Extracted text:
Wan Qingli, in ‘A Further Discussion of Chinese-style Painting’ which appeared in the 1986:2 issue of Fine Arts Research, made the philosophical concepts of ‘antagonistic contradictions’ and ‘non-antagonistic contradictions’ the basis of his attacks on Li Xiaoshan’s view that innovation on the basis of China’s painting traditions was ‘a slogan pandering to the times’ and represented ‘a truth that could never be put into practice’, points that Li Xiaoshan had made in another essay ‘Premises about the Existence of Chinese-style Painting’. Wan Qingli argued that only when there was inheritance could there be development, and ‘without inheritance, there can be no development; the denial of everything means the loss of everything, and after everything is destroyed, there is only a wasteland’.
Apart from the many contributions to the debate in the pages of Jiangsu Art Monthly, the journal also organized two forums on the question of the Chinese painting tradition – in July 1985 and March 1986; at these forums many critics directly and indirectly addressed, in various ways, the issues raised by Li Xiaoshan’s contention that Chinese traditional painting was in its ‘final days’. After Li Xiaoshan’s article was published, many articles on issues concerning Chinese painting and traditions were directly or indirectly provoked and influenced by the language of Li’s piece; the academic discussion Li precipitated was unprecedented and it was even described as ‘the third great debate on Chinese painting’. Li’s article provided a focus for critics and artists tackling the problem of defining Chinese painting. In order to emphasize the vitality of Chinese painting, Lu Fusheng and Jiang Hong wrote articles proposing that ‘creating “modern Chinese-style painting” is our glorious mission conferred on us by history’.

Exercise directions: According to the passage on the Chinese painting debate, when did Jiangsu Art Monthly hold its two forums on the Chinese painting tradition? Answer from the passage above and nothing else.

Dataset section:
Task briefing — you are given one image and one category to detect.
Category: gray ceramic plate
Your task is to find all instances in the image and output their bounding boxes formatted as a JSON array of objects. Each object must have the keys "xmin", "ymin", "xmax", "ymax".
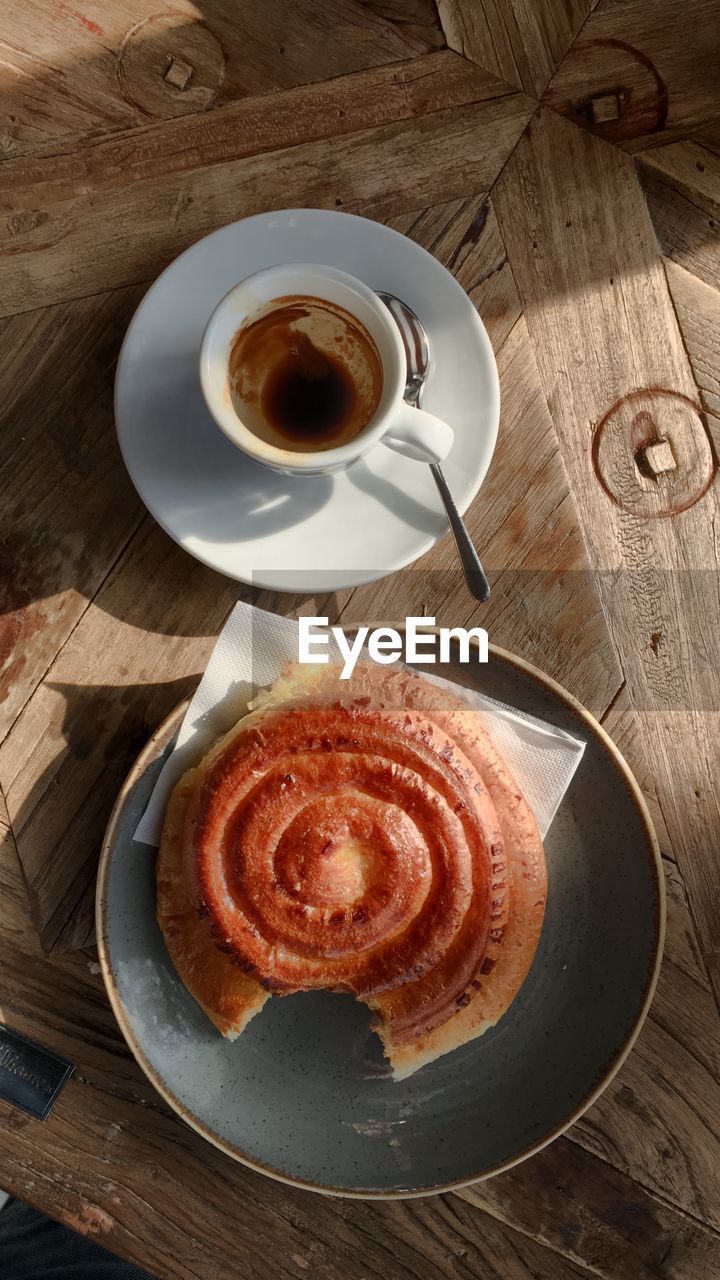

Exercise answer: July 1985 and March 1986.